→ DIE DATEN
::::

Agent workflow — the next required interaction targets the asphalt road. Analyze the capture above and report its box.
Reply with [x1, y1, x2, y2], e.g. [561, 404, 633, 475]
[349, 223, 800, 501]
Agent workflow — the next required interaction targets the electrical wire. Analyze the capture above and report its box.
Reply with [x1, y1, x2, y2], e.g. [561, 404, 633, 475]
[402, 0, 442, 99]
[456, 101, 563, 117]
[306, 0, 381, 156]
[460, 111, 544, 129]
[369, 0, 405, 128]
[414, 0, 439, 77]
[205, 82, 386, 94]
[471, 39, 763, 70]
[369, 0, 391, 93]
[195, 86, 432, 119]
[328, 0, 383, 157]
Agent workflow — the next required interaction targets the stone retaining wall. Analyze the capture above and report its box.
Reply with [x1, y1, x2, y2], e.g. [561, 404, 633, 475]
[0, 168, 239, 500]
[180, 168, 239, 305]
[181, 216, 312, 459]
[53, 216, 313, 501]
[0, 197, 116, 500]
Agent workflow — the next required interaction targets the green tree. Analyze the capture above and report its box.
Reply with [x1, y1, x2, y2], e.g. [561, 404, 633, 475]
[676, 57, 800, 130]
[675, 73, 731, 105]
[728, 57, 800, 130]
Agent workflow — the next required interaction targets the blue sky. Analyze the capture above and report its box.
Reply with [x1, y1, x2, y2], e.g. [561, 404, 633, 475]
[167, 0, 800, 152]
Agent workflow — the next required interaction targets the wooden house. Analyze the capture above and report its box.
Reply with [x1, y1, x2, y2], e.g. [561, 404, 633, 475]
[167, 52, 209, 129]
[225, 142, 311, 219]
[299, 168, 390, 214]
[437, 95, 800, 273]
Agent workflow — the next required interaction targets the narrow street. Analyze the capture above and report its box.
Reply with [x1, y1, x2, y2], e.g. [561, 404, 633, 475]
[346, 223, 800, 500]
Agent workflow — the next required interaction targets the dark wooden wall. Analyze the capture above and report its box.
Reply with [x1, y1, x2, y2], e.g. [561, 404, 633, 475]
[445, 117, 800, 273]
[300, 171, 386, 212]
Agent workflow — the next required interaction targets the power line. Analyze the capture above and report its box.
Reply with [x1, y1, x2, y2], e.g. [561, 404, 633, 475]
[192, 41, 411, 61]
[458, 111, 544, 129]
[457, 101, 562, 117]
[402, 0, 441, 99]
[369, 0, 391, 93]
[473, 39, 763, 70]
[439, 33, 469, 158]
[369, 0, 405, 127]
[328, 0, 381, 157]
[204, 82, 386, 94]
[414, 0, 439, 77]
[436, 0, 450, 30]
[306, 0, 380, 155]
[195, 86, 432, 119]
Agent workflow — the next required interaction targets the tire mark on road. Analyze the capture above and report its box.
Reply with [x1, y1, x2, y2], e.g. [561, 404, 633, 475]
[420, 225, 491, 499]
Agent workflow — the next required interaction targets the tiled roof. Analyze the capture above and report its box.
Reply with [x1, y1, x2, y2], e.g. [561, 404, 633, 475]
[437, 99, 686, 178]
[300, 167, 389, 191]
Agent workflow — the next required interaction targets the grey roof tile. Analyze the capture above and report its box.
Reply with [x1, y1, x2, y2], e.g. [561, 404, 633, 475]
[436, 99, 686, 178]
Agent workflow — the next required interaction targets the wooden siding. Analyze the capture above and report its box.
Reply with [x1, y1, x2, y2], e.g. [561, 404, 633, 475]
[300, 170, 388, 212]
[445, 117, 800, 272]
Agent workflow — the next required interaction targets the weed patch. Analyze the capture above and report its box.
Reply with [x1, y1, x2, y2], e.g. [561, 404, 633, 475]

::::

Schreibe sämtliche Daten oben vollständig und Zeile für Zeile unverändert ab.

Agent workflow — the next required interaction targets the asphalt road. Analyze the capture above and report its box.
Reply with [x1, y1, x2, y2], e.g. [561, 404, 633, 475]
[349, 223, 800, 501]
Agent workflow — the next required interaction targets the electrical wire. Analyze the capture above and report its box.
Reply with [x1, y1, x2, y2], e.g. [561, 404, 633, 475]
[402, 0, 442, 99]
[456, 101, 563, 117]
[306, 0, 381, 156]
[460, 111, 544, 129]
[369, 0, 405, 128]
[414, 0, 439, 77]
[205, 82, 386, 94]
[471, 39, 763, 70]
[369, 0, 391, 93]
[195, 86, 432, 119]
[328, 0, 383, 157]
Agent workflow — the next required interaction targets the stone retaining wall. Analyze the capture above and report its box.
Reply with [x1, y1, x2, y2], e.g. [561, 404, 633, 475]
[0, 168, 239, 500]
[180, 168, 239, 305]
[181, 216, 312, 459]
[53, 216, 313, 501]
[0, 197, 116, 500]
Agent workflow — the next required interaction targets the green tree. Analyze the capture above and report its box.
Reply with [x1, y1, x2, y2], e.g. [561, 404, 633, 475]
[676, 57, 800, 130]
[675, 73, 731, 105]
[728, 57, 800, 130]
Agent workflow — the next required interaction targets the blue sky. Analyze the capture above and report its box.
Reply with [x1, y1, x2, y2], e.g. [561, 404, 633, 475]
[167, 0, 800, 152]
Agent workflow — the next required interaction targets the wooden house. Analyze the capture above and report its box.
Reply with [x1, y1, x2, y2], e.g. [561, 404, 633, 475]
[167, 52, 209, 129]
[225, 142, 311, 219]
[299, 168, 390, 214]
[437, 95, 800, 273]
Agent workflow — the next required interaction targets the narrow street. Analyze the capture above and report its box.
Reply with [x1, y1, x2, y2], e.g. [561, 404, 633, 475]
[346, 223, 800, 500]
Agent workflow — the next required interaction targets the dark wooden wall. Analyze the capture above and report its box.
Reply with [x1, y1, x2, y2], e.g. [561, 404, 633, 475]
[445, 117, 800, 273]
[300, 171, 386, 212]
Agent workflow — the next required interaction targets the power line. Analyze the capture above and report its box.
Reply with [x1, y1, x2, y2], e.g. [561, 404, 633, 475]
[192, 41, 411, 61]
[458, 111, 544, 129]
[457, 101, 562, 117]
[402, 0, 441, 99]
[369, 0, 391, 93]
[473, 39, 763, 70]
[439, 33, 469, 158]
[369, 0, 405, 127]
[328, 0, 381, 157]
[204, 82, 386, 94]
[414, 0, 439, 77]
[436, 0, 450, 30]
[306, 0, 380, 155]
[195, 86, 432, 119]
Agent workflow — the next required interaction targets the tire mark on road. Analyze the capture above and report its box.
Reply with [x1, y1, x2, y2], e.g. [561, 404, 633, 475]
[420, 225, 491, 499]
Agent workflow — the next required interaction targets the tiled roof. Analyze the capture above and report its box.
Reply with [x1, y1, x2, y2], e.g. [561, 404, 633, 475]
[437, 99, 686, 178]
[300, 167, 389, 191]
Agent workflow — the next required interaction targets the grey roof tile. Analyze the capture above and report its box.
Reply with [x1, y1, x2, y2], e.g. [561, 404, 633, 475]
[436, 99, 686, 178]
Agent workflow — the next required interaction targets the wooden siding. Analyze the capture above and report its box.
Reply with [x1, y1, x2, y2], e.g. [561, 404, 633, 475]
[300, 170, 388, 212]
[445, 117, 800, 272]
Agent workflow — the next required interaction targets the weed patch. Analyze the capture above and report its box.
Reply with [x1, y1, x2, y2], e.g. [561, 404, 633, 475]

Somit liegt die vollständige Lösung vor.